#### Given passage
◆ ◆ ◆
Amazon workers walk out over cost of return to office
Amazon worker Eric Deshawn Lerma felt waves of anxiety when he sat down to tally the new costs in his work routine since Amazon’s return to the office this spring.
There’s parking. There’s fuel. There’s lunch. They add up to at least $200 extra a month, all to support a policy whose justification he can’t fully understand — after three years in which he and his teammates have been doing their jobs from home.
Still, when Lerma heard that some of his colleagues were organizing a walkout Wednesday to protest the return-to-office policy, which asks employees to come in at least three days a week, he initially wavered on whether to participate. After all, he realizes that thousands of Amazon workers have no flexibility to work from home. Their jobs require them to go into warehouses to do physically taxing labor each day.
“It really provided me with a sense of internal conflict about working from home being a luxury or a right,” said Lerma, 27, who is an executive assistant in Seattle and joined the company, where he feels he has grown personally and professionally, in 2022. “There are different rights and amenities afforded to my role.”
He said he would join virtually.
“While warehouse workers have much harsher working conditions than I do,” he said, “I should still be able to reserve the right to protect my autonomy as an employee.”
Thousands of corporate employees, across industries, who remain adamant that they do not want to return to the office are now confronting a tension: How do their demands compare with those of the millions of workers whose jobs have never permitted them the ease of remote work? And can a corporate employee’s
advocacy be of use to workers, including those trying to unionize, outside the corporate sphere?
This tension follows a pandemic that exacerbated the divide between white-collar workers who could do their jobs from the safety of their homes and workers who often could not and were exposed to higher COVID-19 risks.
Simultaneously, workers in both the corporate and
noncorporate realms have re-evaluated their working conditions, quit their jobs in waves and called for higher wages — all amid a tight labor market at one point called a “workers economy.”
◆ ◆ ◆
#### Input data
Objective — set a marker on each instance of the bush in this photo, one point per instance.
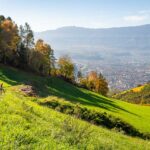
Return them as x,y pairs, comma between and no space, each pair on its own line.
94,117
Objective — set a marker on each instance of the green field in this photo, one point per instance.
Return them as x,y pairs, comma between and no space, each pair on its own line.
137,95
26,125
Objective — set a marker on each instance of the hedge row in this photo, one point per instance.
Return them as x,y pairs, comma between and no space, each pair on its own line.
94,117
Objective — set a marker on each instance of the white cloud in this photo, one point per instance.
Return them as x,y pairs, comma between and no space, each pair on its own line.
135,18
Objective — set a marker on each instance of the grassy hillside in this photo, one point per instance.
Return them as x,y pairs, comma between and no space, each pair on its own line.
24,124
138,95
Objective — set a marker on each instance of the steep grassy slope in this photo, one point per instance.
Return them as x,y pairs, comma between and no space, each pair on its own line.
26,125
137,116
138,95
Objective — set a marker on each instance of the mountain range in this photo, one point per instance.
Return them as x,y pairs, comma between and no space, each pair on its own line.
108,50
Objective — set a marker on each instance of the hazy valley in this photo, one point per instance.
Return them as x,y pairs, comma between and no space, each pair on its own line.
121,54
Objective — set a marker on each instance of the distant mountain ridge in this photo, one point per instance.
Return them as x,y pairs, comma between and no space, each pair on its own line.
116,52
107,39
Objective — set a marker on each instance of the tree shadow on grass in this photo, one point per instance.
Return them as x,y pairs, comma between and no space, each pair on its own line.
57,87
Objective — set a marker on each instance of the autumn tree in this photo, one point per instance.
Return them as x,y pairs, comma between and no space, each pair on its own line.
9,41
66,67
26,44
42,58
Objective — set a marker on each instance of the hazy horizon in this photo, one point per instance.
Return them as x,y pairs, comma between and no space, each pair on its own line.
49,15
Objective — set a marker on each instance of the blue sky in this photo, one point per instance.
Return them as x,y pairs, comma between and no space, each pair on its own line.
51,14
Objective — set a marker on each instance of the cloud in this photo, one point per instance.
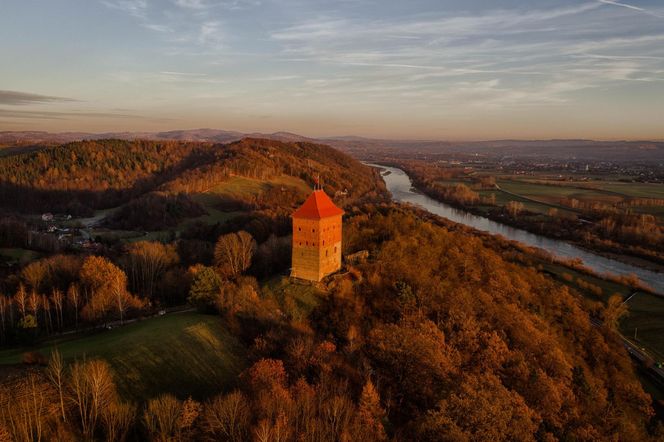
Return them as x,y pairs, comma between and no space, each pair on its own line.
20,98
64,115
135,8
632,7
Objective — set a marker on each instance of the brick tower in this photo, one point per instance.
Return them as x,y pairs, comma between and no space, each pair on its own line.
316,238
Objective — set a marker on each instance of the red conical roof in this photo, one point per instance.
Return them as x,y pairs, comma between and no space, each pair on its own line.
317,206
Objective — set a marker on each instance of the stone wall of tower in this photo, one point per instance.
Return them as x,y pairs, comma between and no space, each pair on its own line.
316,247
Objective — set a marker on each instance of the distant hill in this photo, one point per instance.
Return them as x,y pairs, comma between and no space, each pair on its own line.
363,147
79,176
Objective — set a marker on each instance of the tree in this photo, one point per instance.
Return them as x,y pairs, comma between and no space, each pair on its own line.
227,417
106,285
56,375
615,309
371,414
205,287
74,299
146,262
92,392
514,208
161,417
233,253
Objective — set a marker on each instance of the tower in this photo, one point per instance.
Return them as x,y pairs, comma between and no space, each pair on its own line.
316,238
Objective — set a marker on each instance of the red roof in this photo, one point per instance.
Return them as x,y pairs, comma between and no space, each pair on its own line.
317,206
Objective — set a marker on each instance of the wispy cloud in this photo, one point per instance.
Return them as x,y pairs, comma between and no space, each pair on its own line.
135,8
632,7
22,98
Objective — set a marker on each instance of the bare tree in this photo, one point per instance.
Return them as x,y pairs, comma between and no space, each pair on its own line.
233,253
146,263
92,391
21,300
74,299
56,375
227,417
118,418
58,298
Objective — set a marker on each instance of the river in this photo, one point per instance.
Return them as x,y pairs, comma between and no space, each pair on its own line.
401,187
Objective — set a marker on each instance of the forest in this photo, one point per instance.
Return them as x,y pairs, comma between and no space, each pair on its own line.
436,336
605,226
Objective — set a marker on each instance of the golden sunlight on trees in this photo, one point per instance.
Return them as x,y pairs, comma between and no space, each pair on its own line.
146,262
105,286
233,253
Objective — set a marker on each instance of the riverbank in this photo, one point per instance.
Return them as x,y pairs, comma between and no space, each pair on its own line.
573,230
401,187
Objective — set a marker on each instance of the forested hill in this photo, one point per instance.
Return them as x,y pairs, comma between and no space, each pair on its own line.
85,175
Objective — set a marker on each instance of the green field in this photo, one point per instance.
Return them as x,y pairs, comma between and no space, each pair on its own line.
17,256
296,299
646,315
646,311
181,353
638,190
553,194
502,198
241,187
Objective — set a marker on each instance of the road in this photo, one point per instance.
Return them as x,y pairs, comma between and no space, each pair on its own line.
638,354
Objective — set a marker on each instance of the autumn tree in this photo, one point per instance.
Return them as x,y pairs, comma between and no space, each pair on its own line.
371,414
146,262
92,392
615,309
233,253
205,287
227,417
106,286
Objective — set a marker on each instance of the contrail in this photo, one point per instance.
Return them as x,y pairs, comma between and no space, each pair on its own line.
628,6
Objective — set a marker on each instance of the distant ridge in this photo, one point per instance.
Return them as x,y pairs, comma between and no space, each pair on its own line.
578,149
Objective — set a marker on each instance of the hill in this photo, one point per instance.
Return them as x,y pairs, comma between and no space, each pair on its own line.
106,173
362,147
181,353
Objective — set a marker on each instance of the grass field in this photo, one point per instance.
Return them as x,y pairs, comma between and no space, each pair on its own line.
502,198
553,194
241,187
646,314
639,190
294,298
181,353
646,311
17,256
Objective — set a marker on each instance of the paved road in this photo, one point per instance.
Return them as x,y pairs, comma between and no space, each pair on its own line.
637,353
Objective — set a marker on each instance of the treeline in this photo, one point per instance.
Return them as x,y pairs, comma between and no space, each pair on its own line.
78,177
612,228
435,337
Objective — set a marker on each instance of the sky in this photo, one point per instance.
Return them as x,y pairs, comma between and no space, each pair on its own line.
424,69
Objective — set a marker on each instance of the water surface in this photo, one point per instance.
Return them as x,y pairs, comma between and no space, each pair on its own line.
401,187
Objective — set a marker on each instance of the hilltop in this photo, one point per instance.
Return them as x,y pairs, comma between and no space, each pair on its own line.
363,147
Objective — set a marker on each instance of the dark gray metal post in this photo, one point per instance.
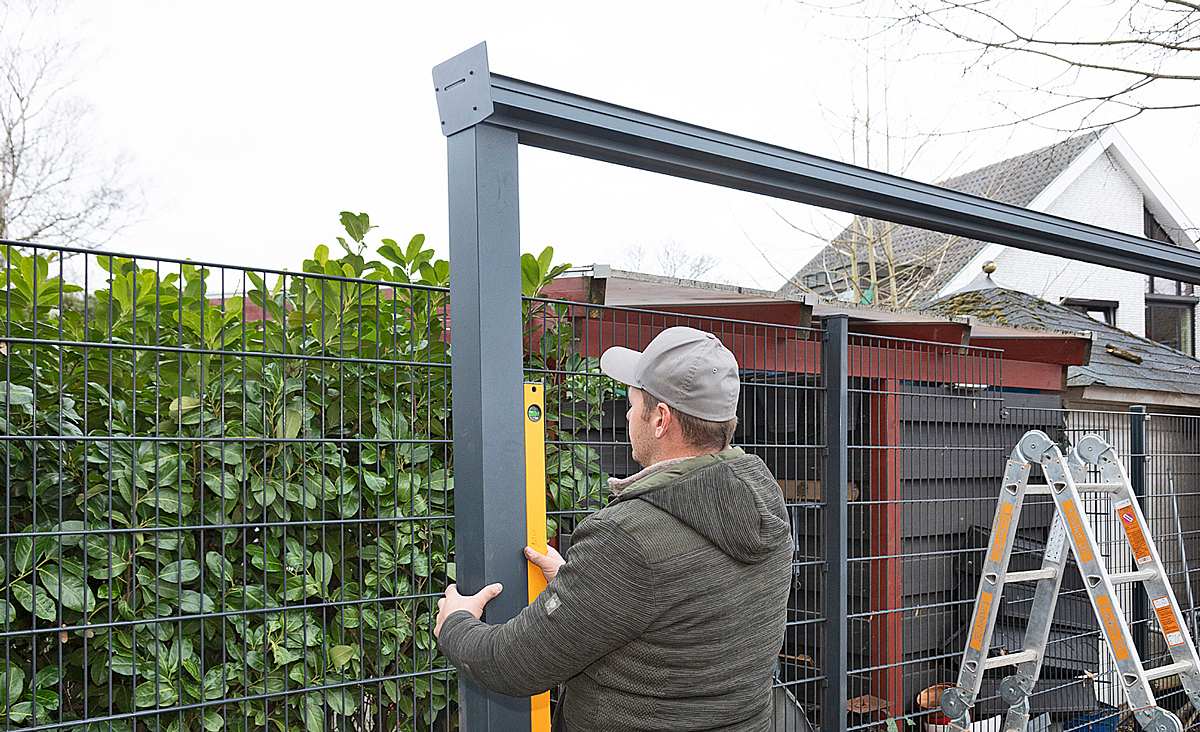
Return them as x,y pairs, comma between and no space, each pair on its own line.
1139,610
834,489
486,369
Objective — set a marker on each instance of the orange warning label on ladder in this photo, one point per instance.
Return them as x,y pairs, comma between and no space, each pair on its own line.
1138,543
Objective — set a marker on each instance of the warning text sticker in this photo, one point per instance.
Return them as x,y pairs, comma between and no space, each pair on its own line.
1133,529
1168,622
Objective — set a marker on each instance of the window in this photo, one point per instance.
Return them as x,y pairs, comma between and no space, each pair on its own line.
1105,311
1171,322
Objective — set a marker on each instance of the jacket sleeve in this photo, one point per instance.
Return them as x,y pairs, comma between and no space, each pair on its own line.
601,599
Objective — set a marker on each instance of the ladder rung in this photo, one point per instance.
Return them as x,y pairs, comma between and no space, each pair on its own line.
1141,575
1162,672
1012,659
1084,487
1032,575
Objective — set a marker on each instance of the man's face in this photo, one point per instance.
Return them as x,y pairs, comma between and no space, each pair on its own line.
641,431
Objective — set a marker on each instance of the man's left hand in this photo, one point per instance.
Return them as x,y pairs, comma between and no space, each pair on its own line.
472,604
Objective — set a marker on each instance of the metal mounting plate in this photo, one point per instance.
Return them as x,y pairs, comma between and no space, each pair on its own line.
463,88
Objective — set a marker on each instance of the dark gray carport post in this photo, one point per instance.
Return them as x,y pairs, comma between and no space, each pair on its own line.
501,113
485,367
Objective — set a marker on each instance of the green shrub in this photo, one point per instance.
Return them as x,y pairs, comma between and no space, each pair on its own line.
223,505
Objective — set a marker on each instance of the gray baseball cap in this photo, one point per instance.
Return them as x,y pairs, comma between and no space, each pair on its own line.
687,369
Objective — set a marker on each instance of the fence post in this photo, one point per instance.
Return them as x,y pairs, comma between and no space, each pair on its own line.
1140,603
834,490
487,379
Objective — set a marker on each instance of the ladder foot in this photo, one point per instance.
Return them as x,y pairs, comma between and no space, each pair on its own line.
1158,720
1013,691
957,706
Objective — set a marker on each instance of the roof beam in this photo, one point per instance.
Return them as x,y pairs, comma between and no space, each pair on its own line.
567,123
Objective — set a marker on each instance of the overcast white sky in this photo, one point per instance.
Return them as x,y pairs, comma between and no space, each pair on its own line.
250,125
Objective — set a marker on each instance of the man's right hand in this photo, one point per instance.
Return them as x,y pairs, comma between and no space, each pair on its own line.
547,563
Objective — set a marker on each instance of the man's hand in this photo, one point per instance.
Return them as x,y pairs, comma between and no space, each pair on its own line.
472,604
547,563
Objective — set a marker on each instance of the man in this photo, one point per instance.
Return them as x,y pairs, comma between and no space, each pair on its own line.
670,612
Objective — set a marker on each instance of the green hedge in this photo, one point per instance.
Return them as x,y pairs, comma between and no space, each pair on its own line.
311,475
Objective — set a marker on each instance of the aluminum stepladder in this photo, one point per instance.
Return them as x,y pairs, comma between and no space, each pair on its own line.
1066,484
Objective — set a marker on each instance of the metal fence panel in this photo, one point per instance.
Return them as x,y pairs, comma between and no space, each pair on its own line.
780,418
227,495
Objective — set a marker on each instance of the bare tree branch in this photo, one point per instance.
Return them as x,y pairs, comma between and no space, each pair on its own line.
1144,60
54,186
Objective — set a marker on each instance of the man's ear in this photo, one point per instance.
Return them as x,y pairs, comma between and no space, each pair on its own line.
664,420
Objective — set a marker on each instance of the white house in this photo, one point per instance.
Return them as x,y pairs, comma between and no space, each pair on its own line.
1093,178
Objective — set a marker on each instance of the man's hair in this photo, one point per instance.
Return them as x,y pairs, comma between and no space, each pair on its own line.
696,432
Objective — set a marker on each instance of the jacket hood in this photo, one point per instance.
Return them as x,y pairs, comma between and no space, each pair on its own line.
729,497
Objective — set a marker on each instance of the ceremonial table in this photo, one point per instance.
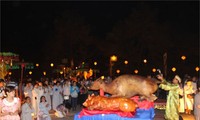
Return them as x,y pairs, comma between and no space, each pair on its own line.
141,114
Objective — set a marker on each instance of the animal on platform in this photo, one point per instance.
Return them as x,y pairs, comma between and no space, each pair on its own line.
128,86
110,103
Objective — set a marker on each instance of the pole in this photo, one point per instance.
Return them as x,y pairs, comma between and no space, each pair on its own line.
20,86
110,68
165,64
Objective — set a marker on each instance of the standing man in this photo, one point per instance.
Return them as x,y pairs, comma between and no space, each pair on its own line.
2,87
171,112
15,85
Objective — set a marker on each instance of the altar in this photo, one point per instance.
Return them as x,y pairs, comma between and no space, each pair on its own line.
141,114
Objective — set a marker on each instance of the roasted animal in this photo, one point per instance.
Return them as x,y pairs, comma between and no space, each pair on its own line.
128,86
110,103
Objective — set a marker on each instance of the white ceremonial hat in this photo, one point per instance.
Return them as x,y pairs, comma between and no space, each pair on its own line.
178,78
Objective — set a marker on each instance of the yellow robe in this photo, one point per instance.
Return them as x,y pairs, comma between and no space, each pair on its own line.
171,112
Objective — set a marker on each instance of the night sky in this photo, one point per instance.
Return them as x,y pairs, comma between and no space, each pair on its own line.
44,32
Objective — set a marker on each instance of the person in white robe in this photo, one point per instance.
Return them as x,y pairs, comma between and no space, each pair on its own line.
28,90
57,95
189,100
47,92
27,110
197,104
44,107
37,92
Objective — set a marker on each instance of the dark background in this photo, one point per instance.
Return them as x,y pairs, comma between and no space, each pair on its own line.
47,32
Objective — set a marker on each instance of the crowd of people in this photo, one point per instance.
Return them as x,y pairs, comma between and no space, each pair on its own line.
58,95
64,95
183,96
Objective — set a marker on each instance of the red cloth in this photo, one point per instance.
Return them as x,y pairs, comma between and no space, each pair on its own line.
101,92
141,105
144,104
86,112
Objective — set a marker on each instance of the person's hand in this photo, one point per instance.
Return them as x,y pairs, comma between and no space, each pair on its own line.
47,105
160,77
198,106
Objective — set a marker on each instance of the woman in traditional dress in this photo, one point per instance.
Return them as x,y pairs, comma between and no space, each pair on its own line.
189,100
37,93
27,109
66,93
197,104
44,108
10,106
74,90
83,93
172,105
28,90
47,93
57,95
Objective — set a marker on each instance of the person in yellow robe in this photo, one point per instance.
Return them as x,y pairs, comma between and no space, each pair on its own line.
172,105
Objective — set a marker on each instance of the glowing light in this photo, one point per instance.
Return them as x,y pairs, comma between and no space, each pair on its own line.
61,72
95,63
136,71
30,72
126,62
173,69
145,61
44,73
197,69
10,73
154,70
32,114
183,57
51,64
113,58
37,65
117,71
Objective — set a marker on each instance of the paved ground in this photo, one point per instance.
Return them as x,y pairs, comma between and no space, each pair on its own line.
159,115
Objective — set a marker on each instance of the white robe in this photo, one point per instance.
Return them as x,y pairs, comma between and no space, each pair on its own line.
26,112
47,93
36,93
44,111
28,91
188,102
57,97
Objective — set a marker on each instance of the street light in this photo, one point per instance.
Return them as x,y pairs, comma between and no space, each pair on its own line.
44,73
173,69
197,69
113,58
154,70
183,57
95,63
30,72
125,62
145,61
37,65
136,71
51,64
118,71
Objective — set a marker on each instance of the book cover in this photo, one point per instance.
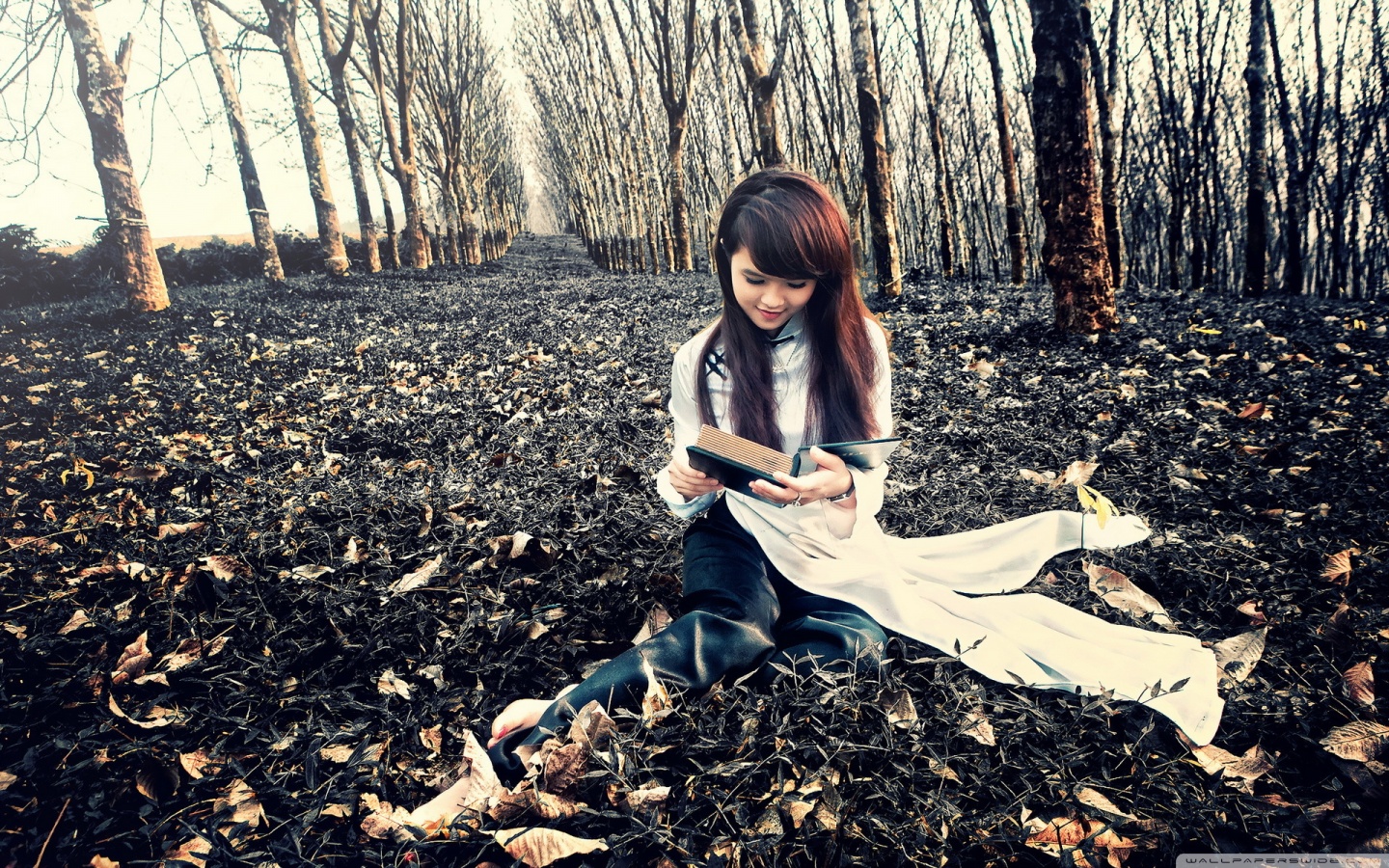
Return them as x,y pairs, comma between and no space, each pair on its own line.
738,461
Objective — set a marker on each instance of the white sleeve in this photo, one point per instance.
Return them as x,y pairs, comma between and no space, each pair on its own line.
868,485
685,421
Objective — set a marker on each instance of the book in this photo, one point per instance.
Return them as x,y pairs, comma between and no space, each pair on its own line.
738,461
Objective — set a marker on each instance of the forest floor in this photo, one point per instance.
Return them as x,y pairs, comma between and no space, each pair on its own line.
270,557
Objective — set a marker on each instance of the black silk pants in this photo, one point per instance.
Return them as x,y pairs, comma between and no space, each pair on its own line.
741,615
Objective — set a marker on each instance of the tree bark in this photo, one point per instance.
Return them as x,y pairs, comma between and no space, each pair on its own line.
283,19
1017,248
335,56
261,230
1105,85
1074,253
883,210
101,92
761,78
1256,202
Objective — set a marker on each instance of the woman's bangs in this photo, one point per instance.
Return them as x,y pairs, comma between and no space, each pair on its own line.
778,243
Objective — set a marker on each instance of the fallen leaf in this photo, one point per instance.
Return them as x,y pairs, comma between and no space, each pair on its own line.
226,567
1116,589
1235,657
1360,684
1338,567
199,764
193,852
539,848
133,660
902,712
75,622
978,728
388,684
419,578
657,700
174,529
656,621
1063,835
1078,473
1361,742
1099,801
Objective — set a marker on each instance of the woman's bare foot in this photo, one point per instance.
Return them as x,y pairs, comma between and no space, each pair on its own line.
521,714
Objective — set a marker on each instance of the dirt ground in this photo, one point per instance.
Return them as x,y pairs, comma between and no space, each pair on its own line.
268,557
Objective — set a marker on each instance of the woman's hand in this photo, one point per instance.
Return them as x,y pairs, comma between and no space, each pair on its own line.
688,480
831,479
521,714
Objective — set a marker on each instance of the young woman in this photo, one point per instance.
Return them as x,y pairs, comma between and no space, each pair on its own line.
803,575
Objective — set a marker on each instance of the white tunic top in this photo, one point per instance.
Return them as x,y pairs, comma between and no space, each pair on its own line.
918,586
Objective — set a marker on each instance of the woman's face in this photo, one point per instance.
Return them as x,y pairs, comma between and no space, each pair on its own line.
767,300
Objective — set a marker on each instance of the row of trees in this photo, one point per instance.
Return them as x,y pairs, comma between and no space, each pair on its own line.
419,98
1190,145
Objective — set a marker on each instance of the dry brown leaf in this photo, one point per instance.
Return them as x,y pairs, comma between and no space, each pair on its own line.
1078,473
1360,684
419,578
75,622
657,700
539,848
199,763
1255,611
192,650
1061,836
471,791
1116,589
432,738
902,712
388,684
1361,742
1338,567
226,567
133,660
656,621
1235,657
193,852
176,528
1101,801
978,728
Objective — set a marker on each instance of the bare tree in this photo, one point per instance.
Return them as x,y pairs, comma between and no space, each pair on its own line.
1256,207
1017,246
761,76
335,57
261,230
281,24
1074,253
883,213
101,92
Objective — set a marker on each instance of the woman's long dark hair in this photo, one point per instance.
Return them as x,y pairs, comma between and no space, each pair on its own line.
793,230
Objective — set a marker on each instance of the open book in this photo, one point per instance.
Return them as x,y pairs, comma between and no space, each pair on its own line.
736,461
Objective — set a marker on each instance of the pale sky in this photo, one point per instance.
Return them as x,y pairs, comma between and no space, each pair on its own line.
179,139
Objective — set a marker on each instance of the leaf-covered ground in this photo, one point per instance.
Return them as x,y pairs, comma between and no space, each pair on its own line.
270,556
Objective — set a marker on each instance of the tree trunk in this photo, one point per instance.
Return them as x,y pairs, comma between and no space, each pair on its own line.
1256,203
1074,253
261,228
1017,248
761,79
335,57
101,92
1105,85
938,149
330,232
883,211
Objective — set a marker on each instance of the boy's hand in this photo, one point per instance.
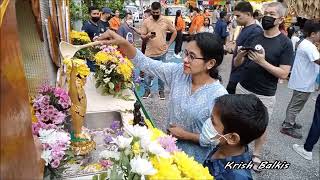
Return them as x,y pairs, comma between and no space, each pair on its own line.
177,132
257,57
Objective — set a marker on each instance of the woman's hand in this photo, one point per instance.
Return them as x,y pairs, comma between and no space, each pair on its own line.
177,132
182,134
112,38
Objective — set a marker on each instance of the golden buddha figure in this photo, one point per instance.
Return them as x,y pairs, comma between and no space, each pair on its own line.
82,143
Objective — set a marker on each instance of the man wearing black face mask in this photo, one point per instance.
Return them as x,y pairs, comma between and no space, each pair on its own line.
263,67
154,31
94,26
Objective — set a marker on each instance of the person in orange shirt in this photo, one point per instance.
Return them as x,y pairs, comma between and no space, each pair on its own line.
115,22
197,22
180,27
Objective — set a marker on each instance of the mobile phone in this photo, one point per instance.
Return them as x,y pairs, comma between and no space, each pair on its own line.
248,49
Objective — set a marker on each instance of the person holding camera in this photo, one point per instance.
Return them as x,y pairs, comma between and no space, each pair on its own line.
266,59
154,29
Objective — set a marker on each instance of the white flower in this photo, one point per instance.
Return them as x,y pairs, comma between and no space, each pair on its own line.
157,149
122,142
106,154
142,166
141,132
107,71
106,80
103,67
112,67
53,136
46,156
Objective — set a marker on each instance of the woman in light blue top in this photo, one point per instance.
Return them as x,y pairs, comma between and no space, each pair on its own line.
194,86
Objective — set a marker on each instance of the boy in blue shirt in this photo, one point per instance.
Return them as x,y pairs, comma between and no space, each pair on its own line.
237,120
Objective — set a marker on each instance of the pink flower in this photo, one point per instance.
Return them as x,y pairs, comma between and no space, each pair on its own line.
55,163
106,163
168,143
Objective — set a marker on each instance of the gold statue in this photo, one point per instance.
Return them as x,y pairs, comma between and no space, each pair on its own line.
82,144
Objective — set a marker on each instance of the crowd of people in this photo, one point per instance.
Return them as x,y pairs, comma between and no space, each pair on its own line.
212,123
◆ ◆ ◆
#### Assigned task
Using the article on the Amazon walkout, state whether each of the following statements agrees with it, answering yes or no and quoting the deciding words: (a) Lerma put his added monthly costs at no less than $200. (b) The return-to-office policy asks employees to come in at least four days a week. (c) Lerma said he would take part in the walkout in person.

#### Exercise response
(a) Yes: "They add up to at least $200 extra a month"
(b) No: "which asks employees to come in at least three days a week"
(c) No: "He said he would join virtually."